------ Working data

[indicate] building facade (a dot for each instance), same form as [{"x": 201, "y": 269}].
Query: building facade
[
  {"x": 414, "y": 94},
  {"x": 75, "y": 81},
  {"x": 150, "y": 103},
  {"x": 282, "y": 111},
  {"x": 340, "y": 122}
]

------------

* _The task_
Rewrite the entries with "building facade" swapped for "house front" each time it appears, keeping everything else the same.

* _Answer below_
[indicate] house front (a dot for each instance), same form as [{"x": 201, "y": 269}].
Query: house front
[
  {"x": 414, "y": 94},
  {"x": 75, "y": 81},
  {"x": 150, "y": 103},
  {"x": 282, "y": 111},
  {"x": 340, "y": 122}
]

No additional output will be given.